» SET OF TASKS:
• A. In the microglial motility review, at what angle do actin branches extend from the mother filament?
• B. From the microglial motility review, write out the passage between "Keywords: Alzheimer’s disease;" and "bar = 50 μm.", inclusive.

» SOURCE TEXT:

______

Molecular Mechanisms of Microglial Motility: Changes in Ageing and Alzheimer's Disease

Diana K Franco-Bocanegra et al. Cells. .
Free PMC article

Abstract

Microglia are the tissue-resident immune cells of the central nervous system, where they constitute the first line of defense against any pathogens or injury. Microglia are highly motile cells and in order to carry out their function, they constantly undergo changes in their morphology to adapt to their environment. The microglial motility and morphological versatility are the result of a complex molecular machinery, mainly composed of mechanisms of organization of the actin cytoskeleton, coupled with a "sensory" system of membrane receptors that allow the cells to perceive changes in their microenvironment and modulate their responses. Evidence points to microglia as accountable for some of the changes observed in the brain during ageing, and microglia have a role in the development of neurodegenerative diseases, such as Alzheimer's disease. The present review describes in detail the main mechanisms driving microglial motility in physiological conditions, namely, the cytoskeletal actin dynamics, with emphasis in proteins highly expressed in microglia, and the role of chemotactic membrane proteins, such as the fractalkine and purinergic receptors. The review further delves into the changes occurring to the involved proteins and pathways specifically during ageing and in Alzheimer's disease, analyzing how these changes might participate in the development of this disease.

Keywords: Alzheimer’s disease; Microglia; ageing; morphology; motility.

Conflict of interest statement

The authors declare no conflict of interest.

Figures

Figure 1
Figure 1
Illustration of the different morphologies adopted by microglia in the human brain independently of age or disease. Immunolabelling for the microglial protein Iba1 shows diverse morphologies including varying number of processes and cell body shape. (A) Ramified microglia with small round cell body and several long branching processes. (B) Reactive microglia with increased cell body size and reduced length of processes. (C) Amoeboid microglia with enlarged cell body and no processes. Images A–C taken from a control aged brain. (D) Microglia clustering around Aβ plaques (*) is a feature observed only in the presence of Alzheimer-type pathology. Haematoxylin counterstaining. Scale bar = 50 μm.
Figure 2
Figure 2
(A) Depiction of the different actin structures present in microglia: The cell cortex (covering all the inner surface of the cell), filopodai and lamellipodia (at the leading edge), and the uropod (at the rear of the cell). (B) Mechanism of formation of the actin network includes globular actin nucleates in the form of oligomers which further polymerize into left-handed two-chained helical filaments. Filaments additionally recruit globular actin to form branches, which extend from the mother filament at a characteristic 70° angle enabling filaments to easily connect with each other forming an intricate and highly plastic network.

______

» SUPPLIED INFORMATION:
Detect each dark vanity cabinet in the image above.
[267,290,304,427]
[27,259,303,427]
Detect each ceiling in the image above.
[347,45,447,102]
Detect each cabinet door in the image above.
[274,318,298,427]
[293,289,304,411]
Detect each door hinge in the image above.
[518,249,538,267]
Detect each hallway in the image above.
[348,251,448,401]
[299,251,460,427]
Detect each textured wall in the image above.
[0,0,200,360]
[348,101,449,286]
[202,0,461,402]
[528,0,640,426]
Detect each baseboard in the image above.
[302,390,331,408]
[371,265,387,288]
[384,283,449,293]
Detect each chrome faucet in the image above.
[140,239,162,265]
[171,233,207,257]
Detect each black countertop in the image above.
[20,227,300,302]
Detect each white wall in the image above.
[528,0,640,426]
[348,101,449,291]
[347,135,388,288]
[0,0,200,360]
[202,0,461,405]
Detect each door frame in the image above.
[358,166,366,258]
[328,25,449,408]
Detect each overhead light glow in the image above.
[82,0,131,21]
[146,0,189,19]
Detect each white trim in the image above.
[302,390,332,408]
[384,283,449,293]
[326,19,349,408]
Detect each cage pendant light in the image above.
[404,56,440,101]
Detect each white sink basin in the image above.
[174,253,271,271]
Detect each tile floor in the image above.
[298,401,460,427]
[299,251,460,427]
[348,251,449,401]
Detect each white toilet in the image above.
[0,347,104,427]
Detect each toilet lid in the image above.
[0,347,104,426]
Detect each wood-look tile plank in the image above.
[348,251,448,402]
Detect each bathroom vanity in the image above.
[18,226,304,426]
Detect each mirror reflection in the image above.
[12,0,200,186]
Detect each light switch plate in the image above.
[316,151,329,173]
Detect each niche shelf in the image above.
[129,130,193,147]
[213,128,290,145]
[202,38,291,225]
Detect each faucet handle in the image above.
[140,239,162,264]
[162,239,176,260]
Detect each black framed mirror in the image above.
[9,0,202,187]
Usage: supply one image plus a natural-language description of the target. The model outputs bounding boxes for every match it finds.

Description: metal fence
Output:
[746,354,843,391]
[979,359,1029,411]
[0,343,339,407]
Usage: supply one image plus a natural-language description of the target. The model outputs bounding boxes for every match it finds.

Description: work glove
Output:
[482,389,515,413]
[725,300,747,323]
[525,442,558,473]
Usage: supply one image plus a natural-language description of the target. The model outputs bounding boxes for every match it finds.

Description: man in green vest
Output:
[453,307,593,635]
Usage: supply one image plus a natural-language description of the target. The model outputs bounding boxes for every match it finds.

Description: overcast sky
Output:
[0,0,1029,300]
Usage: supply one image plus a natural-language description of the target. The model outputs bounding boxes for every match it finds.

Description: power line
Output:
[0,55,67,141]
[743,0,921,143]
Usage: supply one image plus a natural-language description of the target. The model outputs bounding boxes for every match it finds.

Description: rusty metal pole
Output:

______

» ANSWERS TO THE PROBLEMS:
• A. At a characteristic 70° angle.

• B.
Keywords: Alzheimer’s disease; Microglia; ageing; morphology; motility.

Conflict of interest statement

The authors declare no conflict of interest.

Figures

Figure 1
Figure 1
Illustration of the different morphologies adopted by microglia in the human brain independently of age or disease. Immunolabelling for the microglial protein Iba1 shows diverse morphologies including varying number of processes and cell body shape. (A) Ramified microglia with small round cell body and several long branching processes. (B) Reactive microglia with increased cell body size and reduced length of processes. (C) Amoeboid microglia with enlarged cell body and no processes. Images A–C taken from a control aged brain. (D) Microglia clustering around Aβ plaques (*) is a feature observed only in the presence of Alzheimer-type pathology. Haematoxylin counterstaining. Scale bar = 50 μm.